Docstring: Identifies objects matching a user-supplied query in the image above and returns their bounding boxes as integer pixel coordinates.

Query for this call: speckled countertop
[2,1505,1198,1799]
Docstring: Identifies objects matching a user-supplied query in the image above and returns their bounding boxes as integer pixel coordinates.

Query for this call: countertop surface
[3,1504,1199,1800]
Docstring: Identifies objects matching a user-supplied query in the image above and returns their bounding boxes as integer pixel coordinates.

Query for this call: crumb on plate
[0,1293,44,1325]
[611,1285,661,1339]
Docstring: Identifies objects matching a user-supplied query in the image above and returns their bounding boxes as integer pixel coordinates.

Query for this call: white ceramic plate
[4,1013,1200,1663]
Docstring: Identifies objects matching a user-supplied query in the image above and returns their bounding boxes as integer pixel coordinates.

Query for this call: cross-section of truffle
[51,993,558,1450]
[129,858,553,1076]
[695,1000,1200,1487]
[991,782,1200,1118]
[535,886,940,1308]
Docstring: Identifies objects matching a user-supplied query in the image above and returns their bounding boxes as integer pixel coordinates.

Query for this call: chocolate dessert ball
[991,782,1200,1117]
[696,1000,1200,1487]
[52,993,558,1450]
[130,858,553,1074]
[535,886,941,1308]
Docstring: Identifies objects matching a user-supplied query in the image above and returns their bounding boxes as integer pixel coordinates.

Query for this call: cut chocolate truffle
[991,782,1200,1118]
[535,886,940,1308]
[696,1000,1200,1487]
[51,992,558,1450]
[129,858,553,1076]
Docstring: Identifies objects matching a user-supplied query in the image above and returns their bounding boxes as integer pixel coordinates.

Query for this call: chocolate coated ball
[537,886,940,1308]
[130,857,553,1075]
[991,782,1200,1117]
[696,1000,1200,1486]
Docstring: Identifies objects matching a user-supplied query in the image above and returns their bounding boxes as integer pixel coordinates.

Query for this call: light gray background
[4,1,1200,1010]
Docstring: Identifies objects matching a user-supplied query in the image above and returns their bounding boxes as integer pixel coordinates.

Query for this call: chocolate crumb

### Exercise details:
Every record must appear in the answer exactly as written.

### Result:
Docstring: Identifies objects matching a user-supplied query in the image above and returns their bounding boxes as integer pixel coordinates.

Query for this call: speckled countertop
[2,1505,1198,1799]
Docstring: Identifies objects matching a user-supplied query in the image above and returns their bounding boxes as integer pixel coordinates.

Query for this call: countertop surface
[3,1504,1199,1800]
Docstring: Identifies objects matching a user-supplied query in the image above and returns their bounding boxes as integer pixel coordinates.

Query for this call: crumb on plate
[0,1293,44,1325]
[611,1285,661,1339]
Docstring: Identifies objects matching a user-supplied query in the image above and returns their bounding boxes as integer pixel coordinates.

Query for this call: white ceramic plate
[4,1013,1200,1663]
Docstring: Identifies objects matching a user-supplied query in the image above and returns their bounding boxes as integer pixel coordinates.

Query for this call: cross-section of truffle
[51,993,558,1450]
[129,858,553,1076]
[695,1000,1200,1487]
[991,782,1200,1118]
[535,886,940,1308]
Docstring: Identifies objects matching a user-supplied query in the image above and returns their bounding boxes as integer pixel coordinates.

Query for this call: chocolate dessert ball
[991,782,1200,1117]
[696,1000,1200,1487]
[52,993,558,1450]
[130,858,553,1074]
[535,886,941,1308]
Docstring: Identifies objects matching a user-supplied query in the image above and returns their bounding boxes as integer pixel coordinates.

Query for this call: cut chocolate truffle
[991,782,1200,1118]
[535,886,940,1308]
[696,1000,1200,1487]
[51,992,558,1450]
[129,858,553,1076]
Docstring: Identifies objects matching a user-supplied query in the image above and returns their bounding boxes as integer pixel coordinates.

Query for this call: chocolate coated ball
[537,886,940,1308]
[130,857,553,1075]
[991,782,1200,1117]
[696,1000,1200,1486]
Docstring: Identifies objects matching a user-supplied query in the image above and returns their bounding boxes as integer pixel coordinates.

Query for this call: light gray background
[4,1,1200,1010]
Docstring: Identifies objects matching a user-supplied query in the image above and returns their bounding boxes as integer pixel coordinates.

Query for this call: chocolate crumb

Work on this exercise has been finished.